Problem details
In the question about square roots of positive operators, over which field is the Hilbert space H defined?

**** Passage ****

If $A$ is a positive linear operator on $H$ s.t. $A$'s eigenvectors form an ONB with eigenvalues $c_j$, are $\sqrt{c_j}$s eigenvalues of $\sqrt{A}$?

Question

Let $H$ be a Hilbert space over $\mathbb{C}$ and $A$ be a positive linear operator on $H$ (not necessarily bounded). Suppose that $A$'s eigenvectors $\{e_j\}$ form an ONB for $H$ and $\{c_j\}$s are the corresponding eigenvalues of $A$. We know from spectral theory that $A$'s square root $\sqrt{A}$ exists and is positive since $A$ is positive. But is it now true that $\{\sqrt{c_j}\}$s are eigenvalues of $\sqrt{A}$?

**** Data shown ****

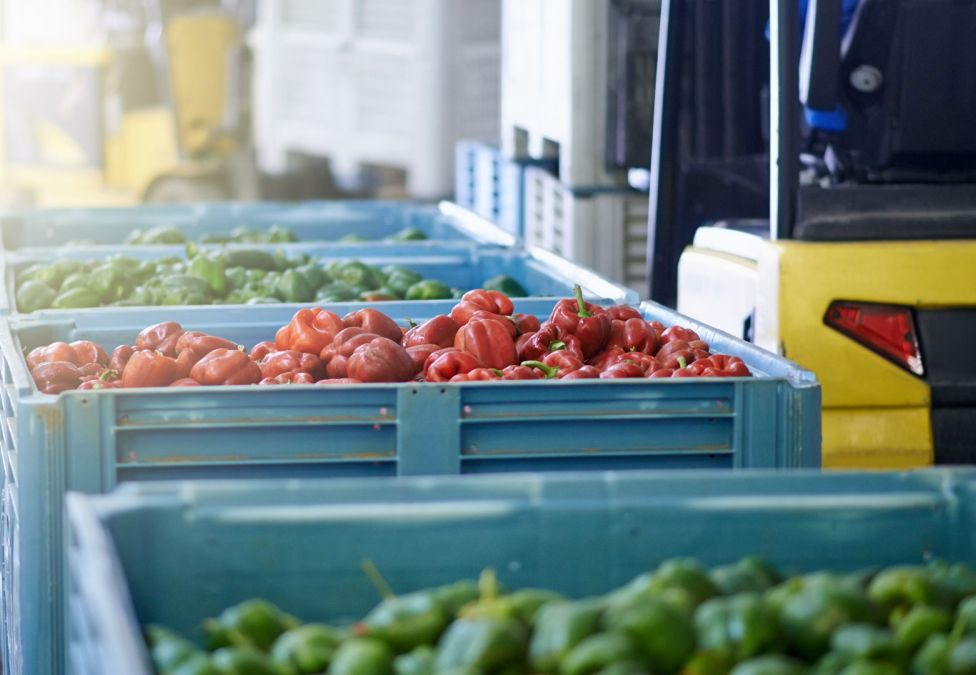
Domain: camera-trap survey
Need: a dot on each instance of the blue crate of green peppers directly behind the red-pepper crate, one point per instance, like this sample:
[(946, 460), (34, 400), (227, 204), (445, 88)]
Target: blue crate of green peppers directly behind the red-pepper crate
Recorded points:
[(543, 274)]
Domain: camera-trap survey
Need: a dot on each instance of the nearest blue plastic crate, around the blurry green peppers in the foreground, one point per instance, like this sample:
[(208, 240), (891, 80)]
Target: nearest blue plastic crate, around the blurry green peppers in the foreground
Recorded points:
[(178, 553)]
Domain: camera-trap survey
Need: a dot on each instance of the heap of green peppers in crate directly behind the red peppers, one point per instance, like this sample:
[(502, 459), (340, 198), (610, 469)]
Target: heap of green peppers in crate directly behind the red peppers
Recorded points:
[(229, 276)]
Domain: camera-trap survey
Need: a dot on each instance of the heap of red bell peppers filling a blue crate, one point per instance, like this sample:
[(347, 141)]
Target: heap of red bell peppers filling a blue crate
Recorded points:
[(482, 339)]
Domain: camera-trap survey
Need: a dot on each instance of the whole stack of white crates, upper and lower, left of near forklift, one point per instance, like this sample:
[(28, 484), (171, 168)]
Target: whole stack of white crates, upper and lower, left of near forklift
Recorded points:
[(555, 56)]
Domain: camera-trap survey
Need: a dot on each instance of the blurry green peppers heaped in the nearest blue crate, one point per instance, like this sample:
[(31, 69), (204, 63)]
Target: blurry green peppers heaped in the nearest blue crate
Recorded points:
[(738, 619)]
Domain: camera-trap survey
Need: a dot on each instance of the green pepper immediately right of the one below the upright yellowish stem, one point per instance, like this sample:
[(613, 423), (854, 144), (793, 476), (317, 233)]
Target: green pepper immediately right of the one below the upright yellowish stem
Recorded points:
[(560, 626)]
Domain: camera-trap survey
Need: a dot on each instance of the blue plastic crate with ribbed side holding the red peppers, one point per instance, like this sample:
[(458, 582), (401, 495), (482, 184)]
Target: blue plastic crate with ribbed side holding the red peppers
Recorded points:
[(91, 441)]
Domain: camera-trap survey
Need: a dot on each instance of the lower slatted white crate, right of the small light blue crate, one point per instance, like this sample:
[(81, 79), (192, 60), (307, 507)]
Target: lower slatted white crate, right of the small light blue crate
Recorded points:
[(606, 231)]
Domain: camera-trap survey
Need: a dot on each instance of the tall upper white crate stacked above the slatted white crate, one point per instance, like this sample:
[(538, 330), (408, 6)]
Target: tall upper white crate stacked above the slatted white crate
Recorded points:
[(555, 59)]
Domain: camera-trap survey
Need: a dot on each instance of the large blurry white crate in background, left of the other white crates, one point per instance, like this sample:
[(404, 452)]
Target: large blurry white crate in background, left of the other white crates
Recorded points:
[(384, 82)]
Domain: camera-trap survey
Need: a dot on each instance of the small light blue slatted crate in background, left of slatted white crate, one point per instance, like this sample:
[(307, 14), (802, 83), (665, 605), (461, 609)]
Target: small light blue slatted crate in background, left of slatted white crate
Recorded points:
[(492, 186)]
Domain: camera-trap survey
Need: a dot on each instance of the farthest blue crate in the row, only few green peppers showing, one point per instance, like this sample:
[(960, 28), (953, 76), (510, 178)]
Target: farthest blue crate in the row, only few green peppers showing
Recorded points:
[(310, 221)]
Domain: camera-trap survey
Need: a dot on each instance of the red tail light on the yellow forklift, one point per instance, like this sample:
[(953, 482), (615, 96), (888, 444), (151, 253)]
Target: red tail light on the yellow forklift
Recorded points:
[(888, 330)]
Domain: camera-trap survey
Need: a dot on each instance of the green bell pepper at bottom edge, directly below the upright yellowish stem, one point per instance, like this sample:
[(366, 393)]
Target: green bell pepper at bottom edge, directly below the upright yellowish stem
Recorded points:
[(488, 644)]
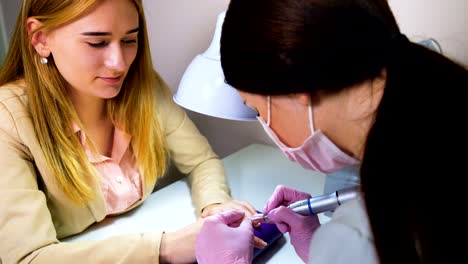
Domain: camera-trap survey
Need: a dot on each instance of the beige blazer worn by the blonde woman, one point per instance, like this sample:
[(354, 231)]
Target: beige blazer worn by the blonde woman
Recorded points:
[(35, 214)]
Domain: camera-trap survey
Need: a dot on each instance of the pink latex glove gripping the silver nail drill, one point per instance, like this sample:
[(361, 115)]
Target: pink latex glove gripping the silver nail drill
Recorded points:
[(300, 228)]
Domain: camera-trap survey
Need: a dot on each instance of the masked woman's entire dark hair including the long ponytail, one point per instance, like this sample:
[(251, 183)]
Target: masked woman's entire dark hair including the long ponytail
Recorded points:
[(279, 47)]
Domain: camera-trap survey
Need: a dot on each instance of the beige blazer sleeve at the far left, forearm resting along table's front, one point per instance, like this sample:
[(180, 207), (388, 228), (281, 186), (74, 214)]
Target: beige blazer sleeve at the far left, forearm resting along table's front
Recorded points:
[(27, 232)]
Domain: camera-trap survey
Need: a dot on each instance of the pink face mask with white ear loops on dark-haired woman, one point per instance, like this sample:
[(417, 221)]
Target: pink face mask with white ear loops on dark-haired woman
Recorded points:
[(316, 153)]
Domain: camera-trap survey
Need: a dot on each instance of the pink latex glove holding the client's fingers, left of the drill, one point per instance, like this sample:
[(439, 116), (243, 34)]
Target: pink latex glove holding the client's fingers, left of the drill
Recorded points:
[(223, 240)]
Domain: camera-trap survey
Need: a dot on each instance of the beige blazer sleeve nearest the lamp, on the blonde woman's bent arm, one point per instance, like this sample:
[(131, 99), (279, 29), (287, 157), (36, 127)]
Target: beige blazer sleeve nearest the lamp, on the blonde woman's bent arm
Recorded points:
[(192, 154)]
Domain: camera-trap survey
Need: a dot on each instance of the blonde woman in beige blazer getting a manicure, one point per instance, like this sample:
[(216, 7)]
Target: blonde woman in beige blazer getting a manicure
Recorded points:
[(86, 128)]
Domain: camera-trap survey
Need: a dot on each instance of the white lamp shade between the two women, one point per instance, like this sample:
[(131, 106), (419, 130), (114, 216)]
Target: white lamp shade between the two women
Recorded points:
[(203, 90)]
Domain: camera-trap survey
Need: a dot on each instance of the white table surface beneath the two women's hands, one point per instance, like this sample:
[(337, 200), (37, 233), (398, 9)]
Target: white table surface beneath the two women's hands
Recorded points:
[(253, 173)]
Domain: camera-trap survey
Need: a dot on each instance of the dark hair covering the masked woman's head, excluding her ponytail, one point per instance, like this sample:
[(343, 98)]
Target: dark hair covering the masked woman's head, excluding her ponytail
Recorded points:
[(280, 47)]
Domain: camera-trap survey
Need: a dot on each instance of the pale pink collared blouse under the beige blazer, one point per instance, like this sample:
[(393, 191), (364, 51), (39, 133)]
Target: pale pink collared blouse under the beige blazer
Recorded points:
[(120, 182)]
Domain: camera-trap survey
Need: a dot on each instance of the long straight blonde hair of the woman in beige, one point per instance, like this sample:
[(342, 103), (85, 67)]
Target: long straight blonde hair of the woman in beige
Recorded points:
[(53, 112)]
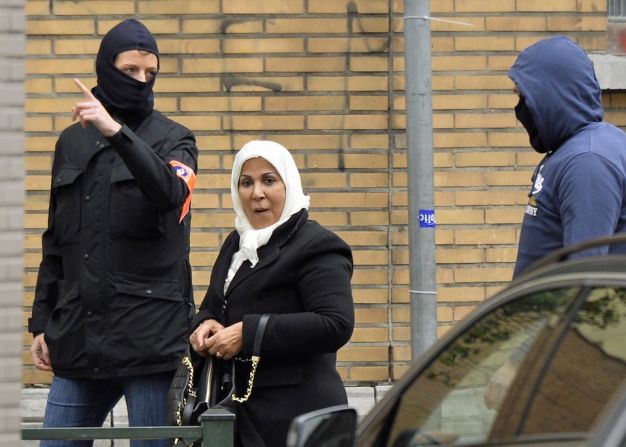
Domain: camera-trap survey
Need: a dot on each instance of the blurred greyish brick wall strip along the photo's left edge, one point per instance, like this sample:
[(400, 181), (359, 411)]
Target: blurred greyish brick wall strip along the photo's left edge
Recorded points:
[(12, 43)]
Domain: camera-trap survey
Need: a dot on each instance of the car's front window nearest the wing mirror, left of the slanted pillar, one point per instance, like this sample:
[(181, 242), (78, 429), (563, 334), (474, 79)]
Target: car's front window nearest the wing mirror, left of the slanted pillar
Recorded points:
[(456, 399)]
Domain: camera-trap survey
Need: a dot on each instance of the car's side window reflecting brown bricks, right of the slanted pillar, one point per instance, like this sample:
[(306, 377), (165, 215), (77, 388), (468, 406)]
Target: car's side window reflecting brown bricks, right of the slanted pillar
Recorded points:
[(585, 372)]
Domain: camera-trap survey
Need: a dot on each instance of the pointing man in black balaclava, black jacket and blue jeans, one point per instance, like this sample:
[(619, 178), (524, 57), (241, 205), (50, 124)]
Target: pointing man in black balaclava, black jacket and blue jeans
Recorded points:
[(113, 299)]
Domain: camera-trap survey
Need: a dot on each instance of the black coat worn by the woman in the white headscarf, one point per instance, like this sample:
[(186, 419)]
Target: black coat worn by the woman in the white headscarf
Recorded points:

****

Output of the task
The complex numbers.